══ Records to process
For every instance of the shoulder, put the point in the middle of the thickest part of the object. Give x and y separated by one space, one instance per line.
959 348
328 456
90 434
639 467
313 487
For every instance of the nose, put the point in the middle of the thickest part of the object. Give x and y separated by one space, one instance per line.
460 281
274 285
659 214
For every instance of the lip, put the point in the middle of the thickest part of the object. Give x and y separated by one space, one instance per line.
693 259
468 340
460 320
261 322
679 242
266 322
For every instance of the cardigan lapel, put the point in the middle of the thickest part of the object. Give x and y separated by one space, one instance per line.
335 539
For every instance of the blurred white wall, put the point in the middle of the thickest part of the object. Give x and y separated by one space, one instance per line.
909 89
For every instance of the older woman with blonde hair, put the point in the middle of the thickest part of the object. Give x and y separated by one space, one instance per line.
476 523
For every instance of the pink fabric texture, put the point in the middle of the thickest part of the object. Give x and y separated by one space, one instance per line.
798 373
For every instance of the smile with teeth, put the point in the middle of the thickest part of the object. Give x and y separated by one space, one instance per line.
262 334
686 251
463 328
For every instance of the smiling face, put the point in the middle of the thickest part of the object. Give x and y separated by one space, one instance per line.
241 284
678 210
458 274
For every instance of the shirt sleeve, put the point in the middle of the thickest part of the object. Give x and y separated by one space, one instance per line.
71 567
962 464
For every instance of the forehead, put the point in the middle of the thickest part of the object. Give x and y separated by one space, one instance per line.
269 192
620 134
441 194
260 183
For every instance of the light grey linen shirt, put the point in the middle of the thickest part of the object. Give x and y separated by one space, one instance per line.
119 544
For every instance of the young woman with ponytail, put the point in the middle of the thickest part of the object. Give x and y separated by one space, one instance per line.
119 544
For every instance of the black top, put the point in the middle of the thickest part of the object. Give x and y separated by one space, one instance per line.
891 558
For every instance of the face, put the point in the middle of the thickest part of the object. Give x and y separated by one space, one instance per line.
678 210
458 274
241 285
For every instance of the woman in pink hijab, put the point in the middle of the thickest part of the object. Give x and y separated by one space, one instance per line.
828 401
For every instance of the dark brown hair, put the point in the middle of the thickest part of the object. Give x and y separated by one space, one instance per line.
════
══ Records to process
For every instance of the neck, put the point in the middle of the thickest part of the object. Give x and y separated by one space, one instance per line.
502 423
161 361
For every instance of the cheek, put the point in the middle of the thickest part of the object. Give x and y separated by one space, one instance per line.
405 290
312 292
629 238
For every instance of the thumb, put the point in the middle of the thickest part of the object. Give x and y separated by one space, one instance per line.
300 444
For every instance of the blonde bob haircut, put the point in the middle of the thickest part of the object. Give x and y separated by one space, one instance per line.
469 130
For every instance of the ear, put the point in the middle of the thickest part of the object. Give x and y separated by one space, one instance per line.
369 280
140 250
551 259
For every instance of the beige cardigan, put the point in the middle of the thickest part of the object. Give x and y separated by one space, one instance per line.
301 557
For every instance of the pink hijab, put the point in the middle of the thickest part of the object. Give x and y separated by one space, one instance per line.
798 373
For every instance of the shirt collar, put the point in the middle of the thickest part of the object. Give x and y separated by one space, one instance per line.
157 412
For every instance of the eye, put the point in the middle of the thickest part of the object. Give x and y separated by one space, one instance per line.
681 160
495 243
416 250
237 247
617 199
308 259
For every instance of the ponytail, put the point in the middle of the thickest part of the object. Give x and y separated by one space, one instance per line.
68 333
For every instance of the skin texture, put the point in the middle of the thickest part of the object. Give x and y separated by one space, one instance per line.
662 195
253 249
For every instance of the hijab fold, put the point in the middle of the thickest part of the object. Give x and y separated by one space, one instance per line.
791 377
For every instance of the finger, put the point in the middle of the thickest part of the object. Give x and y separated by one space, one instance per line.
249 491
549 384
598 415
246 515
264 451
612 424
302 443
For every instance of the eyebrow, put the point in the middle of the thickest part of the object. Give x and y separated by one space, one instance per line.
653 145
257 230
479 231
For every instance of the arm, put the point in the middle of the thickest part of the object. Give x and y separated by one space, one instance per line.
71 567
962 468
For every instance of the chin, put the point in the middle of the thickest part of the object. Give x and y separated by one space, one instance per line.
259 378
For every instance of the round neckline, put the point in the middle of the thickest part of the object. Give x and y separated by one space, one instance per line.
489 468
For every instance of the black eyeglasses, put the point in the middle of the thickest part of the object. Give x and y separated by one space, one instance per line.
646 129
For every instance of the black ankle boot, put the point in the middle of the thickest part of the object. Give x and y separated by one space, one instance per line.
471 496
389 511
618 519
════
[Prompt]
Set down exactly the lines of the data above, beginning with the line that has "For every instance of the face, put" and ending with the line that has "For every instance of the dark", and no others.

[Answer space]
For every instance of the face, put the point in the middle of the thickest part of the object. Give x and y separated by one space, one instance per line.
678 210
458 274
241 285
For every instance of the woman in pink hijab, put the point in the middle of the thickest part of the object. Give x and y separated by one space, one instance per line.
828 401
For every instance of the dark brown hair, put the point in the middle of the thickest part of the object. Give x and y separated by one space, one instance per line.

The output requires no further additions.